▶ _Aim 1_
Summarize the comments on peer review in two sentences.

▶ _Page extract_
In my field, reviews are always only single blind, so the potential reviewer always knows who the authors are before agreeing to review.  So this kind of deception can't happen.

Frankly, this is a situation where the paper is getting accepted anyway no matter what you say.  If you'd submitted a negative review, the editor would've just accepted the paper anyway.  If your review was so negative that they couldn't do that, they would've just circular binned your review and asked for another one from someone else.  I know multiple stories of editors soliciting reviews until they get one they agree with.

My field has such tiny subfields that avoiding conflicts of interest seem impossible.  One of my papers was submitted to a journal where a co-author's advisor is an associate editor.  We suggested a different associate editor to handle the paper, but the person we suggested just transferred it to the advisor presumably because they didn't feel they understood the subsubfield well enough to handle the paper.  (My co-author graduated about 10 years ago, so it's not a clearly problematic situation.)  I also recently reviewed a paper by someone with whom I'm currently writing a paper (but we don't have a publicly available joint paper).  I told the editor, and they told me to go ahead unless I thought I couldn't be fair.

nescafe

I've been in a similar situation, involving an article that (I gather) had already been through one round of divided peer review before it got to me. I reviewed it three times, coming to Reject, R+R (under duress), and Reject over the course of those three reviews. The piece was published anyway, and maybe the journal won't ask me to review for them again. Whatever.

▶ _Aim 2_
Count the lines of the records that contain the string "statue", and give only the number.

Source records
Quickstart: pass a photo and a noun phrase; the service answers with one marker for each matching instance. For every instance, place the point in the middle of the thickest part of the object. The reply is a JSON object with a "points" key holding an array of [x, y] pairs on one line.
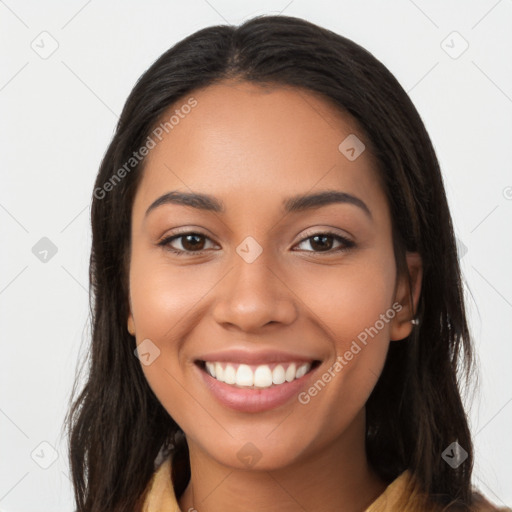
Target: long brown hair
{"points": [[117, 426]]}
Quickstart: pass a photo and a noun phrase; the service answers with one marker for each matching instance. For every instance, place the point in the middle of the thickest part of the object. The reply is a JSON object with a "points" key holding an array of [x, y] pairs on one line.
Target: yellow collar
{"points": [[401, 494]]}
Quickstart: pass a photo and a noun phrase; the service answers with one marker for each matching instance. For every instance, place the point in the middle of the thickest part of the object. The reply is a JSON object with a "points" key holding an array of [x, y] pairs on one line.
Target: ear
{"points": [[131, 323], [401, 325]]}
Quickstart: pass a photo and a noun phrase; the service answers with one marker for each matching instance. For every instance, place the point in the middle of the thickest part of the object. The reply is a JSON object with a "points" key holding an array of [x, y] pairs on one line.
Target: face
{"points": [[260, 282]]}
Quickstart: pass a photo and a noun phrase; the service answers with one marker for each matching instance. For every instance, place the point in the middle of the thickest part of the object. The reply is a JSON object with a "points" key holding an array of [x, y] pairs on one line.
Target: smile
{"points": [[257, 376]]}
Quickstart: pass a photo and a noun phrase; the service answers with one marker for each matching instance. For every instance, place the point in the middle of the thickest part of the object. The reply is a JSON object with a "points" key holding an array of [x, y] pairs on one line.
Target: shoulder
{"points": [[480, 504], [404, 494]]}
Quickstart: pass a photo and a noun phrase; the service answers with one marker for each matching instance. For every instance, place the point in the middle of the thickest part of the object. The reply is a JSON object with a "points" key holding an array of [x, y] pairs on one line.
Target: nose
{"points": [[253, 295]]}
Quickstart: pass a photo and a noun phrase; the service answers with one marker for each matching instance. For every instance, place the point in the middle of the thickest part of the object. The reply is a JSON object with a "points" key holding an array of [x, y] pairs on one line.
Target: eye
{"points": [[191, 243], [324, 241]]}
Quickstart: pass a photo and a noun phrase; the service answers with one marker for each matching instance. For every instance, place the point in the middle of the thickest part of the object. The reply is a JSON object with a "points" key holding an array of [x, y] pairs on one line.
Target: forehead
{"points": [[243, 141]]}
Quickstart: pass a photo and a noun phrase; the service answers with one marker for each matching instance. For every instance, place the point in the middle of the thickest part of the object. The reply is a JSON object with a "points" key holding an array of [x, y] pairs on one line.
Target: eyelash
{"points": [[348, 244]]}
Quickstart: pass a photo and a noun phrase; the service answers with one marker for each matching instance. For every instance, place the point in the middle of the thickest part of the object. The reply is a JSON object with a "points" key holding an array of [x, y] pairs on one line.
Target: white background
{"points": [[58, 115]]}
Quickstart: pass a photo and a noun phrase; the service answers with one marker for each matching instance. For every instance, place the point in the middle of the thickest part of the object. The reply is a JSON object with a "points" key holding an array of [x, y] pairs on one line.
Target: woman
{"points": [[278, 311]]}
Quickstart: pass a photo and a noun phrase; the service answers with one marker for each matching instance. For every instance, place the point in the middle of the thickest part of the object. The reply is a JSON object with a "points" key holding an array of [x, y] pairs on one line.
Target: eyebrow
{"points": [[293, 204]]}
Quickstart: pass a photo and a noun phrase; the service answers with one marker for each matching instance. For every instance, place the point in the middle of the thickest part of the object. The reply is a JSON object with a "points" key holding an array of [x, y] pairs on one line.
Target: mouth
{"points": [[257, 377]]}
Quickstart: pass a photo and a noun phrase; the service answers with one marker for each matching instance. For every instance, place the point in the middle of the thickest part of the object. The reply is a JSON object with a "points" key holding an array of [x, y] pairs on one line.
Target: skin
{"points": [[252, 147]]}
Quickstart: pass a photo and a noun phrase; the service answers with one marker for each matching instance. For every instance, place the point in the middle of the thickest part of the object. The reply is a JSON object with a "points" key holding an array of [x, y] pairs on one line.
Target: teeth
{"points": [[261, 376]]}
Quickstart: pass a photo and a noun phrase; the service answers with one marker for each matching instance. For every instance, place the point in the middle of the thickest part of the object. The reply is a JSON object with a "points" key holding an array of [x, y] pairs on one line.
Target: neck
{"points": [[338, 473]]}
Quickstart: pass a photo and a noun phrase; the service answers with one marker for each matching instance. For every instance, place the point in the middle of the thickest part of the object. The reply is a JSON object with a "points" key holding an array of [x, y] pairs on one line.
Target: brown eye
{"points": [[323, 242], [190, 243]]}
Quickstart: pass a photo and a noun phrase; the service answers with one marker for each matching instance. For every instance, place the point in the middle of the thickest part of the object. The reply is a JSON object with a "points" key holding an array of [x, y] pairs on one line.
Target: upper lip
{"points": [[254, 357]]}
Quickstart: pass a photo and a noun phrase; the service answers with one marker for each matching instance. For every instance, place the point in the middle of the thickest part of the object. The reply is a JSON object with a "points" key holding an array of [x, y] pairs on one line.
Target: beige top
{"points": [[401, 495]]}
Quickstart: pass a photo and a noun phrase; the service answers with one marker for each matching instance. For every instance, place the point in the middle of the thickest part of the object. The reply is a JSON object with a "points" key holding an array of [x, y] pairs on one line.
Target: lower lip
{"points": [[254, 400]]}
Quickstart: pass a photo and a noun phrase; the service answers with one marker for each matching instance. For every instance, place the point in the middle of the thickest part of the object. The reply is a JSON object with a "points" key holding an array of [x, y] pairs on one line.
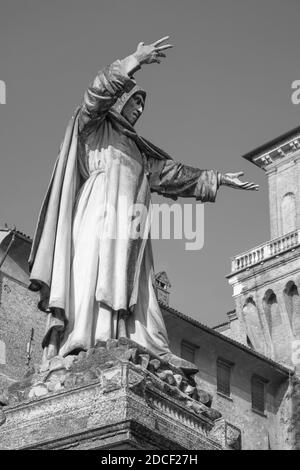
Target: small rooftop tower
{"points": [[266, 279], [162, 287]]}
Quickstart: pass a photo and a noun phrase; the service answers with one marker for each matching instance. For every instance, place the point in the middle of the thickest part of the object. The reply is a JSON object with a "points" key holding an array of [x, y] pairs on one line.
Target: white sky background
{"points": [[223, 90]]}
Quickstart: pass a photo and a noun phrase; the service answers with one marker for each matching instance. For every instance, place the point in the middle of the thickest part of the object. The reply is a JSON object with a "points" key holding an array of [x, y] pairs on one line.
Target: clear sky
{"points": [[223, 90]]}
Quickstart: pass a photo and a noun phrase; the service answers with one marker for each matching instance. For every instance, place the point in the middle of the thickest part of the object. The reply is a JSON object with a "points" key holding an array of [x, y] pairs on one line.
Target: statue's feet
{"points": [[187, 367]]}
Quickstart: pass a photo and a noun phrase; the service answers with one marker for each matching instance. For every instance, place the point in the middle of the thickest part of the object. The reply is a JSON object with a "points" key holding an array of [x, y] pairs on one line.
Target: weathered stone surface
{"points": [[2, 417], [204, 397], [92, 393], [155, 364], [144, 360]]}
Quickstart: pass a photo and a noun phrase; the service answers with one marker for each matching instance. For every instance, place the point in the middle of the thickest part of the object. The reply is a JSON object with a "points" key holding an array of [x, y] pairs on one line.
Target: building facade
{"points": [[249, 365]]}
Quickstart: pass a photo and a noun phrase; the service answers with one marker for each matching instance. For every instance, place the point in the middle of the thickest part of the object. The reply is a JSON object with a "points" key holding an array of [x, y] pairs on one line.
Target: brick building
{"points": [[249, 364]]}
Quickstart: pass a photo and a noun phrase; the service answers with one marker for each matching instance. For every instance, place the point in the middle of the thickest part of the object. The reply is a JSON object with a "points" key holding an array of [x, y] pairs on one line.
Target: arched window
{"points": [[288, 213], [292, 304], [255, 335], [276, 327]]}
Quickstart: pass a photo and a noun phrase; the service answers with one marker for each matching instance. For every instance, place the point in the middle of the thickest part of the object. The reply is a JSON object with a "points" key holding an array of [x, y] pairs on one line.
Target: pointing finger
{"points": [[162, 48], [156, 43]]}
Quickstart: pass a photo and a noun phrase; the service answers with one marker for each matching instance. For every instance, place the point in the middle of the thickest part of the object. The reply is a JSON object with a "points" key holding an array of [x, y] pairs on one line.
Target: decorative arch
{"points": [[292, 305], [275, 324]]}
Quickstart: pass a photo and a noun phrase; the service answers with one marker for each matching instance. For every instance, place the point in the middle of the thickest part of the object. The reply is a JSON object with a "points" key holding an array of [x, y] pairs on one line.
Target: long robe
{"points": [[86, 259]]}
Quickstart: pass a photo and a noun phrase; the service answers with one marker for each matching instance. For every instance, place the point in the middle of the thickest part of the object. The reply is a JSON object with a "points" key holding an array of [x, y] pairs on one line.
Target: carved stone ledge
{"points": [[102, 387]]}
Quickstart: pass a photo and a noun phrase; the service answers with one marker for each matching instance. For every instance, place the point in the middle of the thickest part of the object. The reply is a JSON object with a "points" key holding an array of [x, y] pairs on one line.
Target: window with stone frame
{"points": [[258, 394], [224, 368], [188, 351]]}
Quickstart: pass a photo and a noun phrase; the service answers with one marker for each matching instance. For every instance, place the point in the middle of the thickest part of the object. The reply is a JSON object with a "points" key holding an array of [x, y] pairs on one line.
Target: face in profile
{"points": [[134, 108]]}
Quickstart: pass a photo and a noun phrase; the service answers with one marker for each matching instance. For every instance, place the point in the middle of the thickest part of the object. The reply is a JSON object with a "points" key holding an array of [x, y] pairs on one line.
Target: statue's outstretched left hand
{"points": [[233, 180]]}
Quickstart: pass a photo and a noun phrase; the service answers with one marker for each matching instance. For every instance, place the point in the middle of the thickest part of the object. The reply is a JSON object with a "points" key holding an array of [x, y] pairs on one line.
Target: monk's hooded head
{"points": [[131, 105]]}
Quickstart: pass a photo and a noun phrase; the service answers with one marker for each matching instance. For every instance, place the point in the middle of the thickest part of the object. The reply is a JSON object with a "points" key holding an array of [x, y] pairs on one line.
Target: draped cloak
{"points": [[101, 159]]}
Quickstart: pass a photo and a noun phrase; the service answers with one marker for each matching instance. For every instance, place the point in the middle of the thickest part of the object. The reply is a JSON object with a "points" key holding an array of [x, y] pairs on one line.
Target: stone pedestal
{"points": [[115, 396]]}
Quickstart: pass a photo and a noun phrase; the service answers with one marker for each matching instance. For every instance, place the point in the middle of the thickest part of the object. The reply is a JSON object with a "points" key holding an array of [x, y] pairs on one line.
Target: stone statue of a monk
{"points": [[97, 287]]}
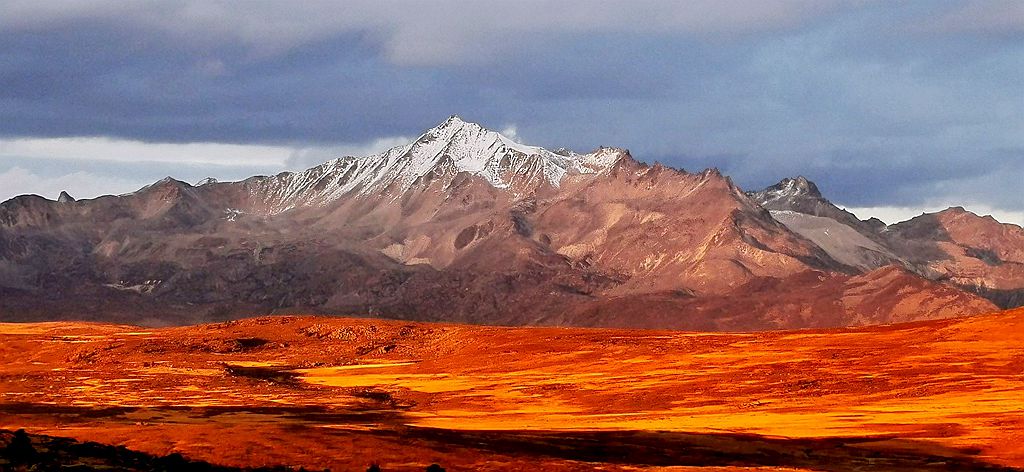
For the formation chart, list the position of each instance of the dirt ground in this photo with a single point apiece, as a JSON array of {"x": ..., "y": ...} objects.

▶ _Full answer 1_
The comments argue that in some cases a paper is accepted no matter what a reviewer says, citing stories of editors soliciting reviews until they get one they agree with. They also describe conflicts of interest that are hard to avoid in tiny subfields, such as a paper transferred to a co-author's advisor and a review of a paper by a current collaborator, which the editor allowed unless fairness was in doubt.

▶ _Full answer 2_
3